--- DATASET EXTRACT Enclosed Below ---
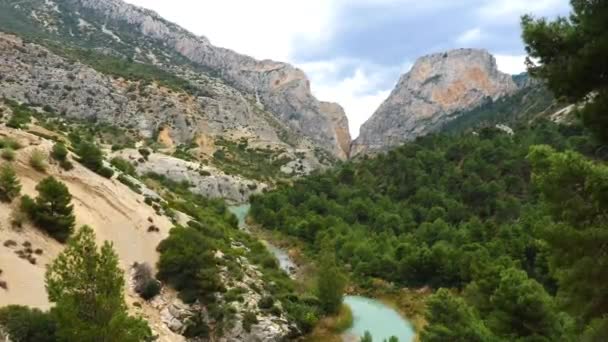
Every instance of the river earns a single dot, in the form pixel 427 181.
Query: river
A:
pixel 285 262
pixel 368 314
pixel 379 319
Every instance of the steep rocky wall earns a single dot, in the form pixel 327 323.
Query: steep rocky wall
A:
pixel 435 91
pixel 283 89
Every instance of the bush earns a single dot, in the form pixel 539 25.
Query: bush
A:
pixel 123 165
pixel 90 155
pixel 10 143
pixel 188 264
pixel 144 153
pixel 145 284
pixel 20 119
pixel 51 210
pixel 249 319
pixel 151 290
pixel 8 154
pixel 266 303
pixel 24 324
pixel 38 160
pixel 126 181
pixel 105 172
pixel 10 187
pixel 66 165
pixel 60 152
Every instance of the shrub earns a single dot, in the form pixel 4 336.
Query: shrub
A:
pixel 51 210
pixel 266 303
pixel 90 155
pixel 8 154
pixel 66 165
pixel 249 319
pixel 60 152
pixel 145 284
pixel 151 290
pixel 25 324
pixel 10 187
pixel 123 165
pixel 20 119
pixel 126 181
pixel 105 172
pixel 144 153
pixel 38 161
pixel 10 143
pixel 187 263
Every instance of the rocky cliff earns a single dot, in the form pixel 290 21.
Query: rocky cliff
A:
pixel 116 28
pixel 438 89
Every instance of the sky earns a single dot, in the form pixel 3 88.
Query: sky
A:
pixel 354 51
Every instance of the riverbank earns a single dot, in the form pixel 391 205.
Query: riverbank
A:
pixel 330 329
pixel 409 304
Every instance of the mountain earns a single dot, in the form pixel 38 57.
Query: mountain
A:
--- End of Enclosed DATASET EXTRACT ---
The records are to be duplicated in full and exactly, with images left out.

RESPONSE TO THE EXERCISE>
Every instance of the river earns a single dot, in the form pixel 427 181.
Query: river
A:
pixel 285 262
pixel 368 314
pixel 379 319
Every instance of the steep rocky wall earns a single dot, in the form pixel 327 323.
Query: steep rocky wall
A:
pixel 435 91
pixel 283 89
Every instance of the bush earns a single dot, in the form pixel 539 25.
Query: bush
A:
pixel 123 165
pixel 90 155
pixel 10 143
pixel 188 264
pixel 144 153
pixel 145 284
pixel 20 119
pixel 51 210
pixel 249 319
pixel 151 290
pixel 8 154
pixel 266 303
pixel 24 324
pixel 38 160
pixel 126 181
pixel 105 172
pixel 10 187
pixel 66 165
pixel 60 152
Every instance of the shrub earns a single dot, in the form pixel 4 336.
Query: shrub
A:
pixel 51 210
pixel 266 303
pixel 90 155
pixel 8 154
pixel 66 165
pixel 249 319
pixel 60 152
pixel 145 284
pixel 151 290
pixel 25 324
pixel 10 187
pixel 123 165
pixel 20 119
pixel 126 181
pixel 105 172
pixel 144 153
pixel 38 161
pixel 10 143
pixel 187 263
Every instance of the rocky cliff earns a single dot, in the form pixel 290 21.
Query: rocky cliff
A:
pixel 116 28
pixel 438 89
Every instance of the sky earns a single dot, in the form pixel 3 88.
Query: sky
A:
pixel 354 51
Every instance of the riverbank earns a single dot, in the form pixel 391 205.
Query: riverbank
A:
pixel 330 329
pixel 409 304
Every instance of the mountain earns a single dot, in the form pixel 38 57.
Query: mountain
A:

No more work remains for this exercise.